> [PETIKAN TEKS]:
--

Hijrah Semangat

Hijrah merupakan perintah Allah kepada Nabi Muhammad. Akan tetapi, tempatnya tidak ditentukan, terserah Nabi. Dipilihlah Madinah. Pilihan ini didasarkan pada pengetahuan dan pengalaman beliau ketika menjalani kegiatan dagang. Nabi menemukan Madinah sebagai tempat yang tepat untuk dipilih.

Di Abad Keenam Masehi, Madinah merupakan tempat istimewa di semenanjung Arabia. Masyarakatnya heterogen; terdiri dari banyak suku, agama, dan kultur. Selain itu, sudah berabad-abad Madinah merupakan kota transit para pedagang antarkawasan. Sebagai mantan pedagang yang biasa pulang pergi Makkah-Yaman, Nabi mengetahui secara persis potensi Madinah. Sebelumnya, Nabi pernah uji coba dengan mengirim sekitar enam puluh orang berhijrah ke Thaif, namun tempat tersebut tidak kondusif dan tidak potensial untuk dijadikan tempat hijrah.

Di Abad Keenam Masehi, Madinah merupakan daerah yang subur dan memiliki persediaan air yang cukup dibanding kawasan lain; terdapat banyak oase di kawasan tersebut. Kehidupan masyarakat Madinah tidak lagi nomaden. Mereka merupakan masyarakat yang telah bermukim secara tetap, dengan aktivitas pertanian dan peternakan.

Tingkat nalar masyarakat Madinah telah sedikit maju di banding masyarakat kawasan lain di sekitarnya, seperti Makkah. Kultur Makkah pada Abad Keenam Masehi sangat terbelakang dan berada dalam kultur feodal, yang membedakan hak tuan dan budak. Tingkat intelektual mereka begitu rendah, sehingga sangat sulit menerima ide-ide cemerlang dan maju yang dibawa oleh Nabi Muhammad.

Sebagai masyarakat yang telah menetap, masyarakat Madinah berbeda dalam tingkat daya nalar. Dibanding dengan masyarakat kawasan lain di semenanjung Arabia, mereka telah sedikit maju. Oleh sebab itu, ketika Nabi Muhammad membawa ajaran tentang persamaan hak, tauhid, dan pengetahuan, mereka merespon dengan sangat terbuka. Kedatangan Nabi Muhammad disambut secara gembira dan meriah dengan mendendangkan syair-syair yang berisi sanjungan.

Sebagaimana diketahui, pada Abad Keenam, dunia sedang didominasi oleh feodalisme Romawi. Sejak peradaban Yunani runtuh di awal Abad Kedua Masehi, Romawi mengendalikan peradaban dunia hingga Abad Keenam.

--

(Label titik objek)
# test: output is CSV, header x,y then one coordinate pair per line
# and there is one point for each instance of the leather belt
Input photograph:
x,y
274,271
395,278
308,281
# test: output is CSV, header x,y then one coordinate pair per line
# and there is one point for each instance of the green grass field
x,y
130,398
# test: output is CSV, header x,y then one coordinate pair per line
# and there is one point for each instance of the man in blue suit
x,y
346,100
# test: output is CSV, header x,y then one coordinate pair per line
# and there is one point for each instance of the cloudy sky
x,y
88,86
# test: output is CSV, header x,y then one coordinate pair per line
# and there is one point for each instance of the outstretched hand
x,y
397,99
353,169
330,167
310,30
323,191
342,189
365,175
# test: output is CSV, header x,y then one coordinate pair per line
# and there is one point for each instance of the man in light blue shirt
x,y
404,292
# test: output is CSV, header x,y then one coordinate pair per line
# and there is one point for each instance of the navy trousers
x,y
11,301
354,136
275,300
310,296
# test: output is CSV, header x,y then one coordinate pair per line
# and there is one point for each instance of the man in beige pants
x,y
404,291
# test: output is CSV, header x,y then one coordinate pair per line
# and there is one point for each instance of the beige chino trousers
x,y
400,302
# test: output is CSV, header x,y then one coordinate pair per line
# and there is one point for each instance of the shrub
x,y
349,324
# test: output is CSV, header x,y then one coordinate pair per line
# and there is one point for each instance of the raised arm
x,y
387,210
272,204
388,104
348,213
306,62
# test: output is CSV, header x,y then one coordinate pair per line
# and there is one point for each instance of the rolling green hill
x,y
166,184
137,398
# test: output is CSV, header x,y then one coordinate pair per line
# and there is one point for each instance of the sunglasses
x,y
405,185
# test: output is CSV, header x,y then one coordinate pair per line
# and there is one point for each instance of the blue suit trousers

--

> [TUJUAN]: Menurut teks tentang hijrah Nabi, berapa orang yang dikirim Nabi ke Thaif sebagai uji coba hijrah?

> [JAWABAN TUGAS]: Sekitar enam puluh orang.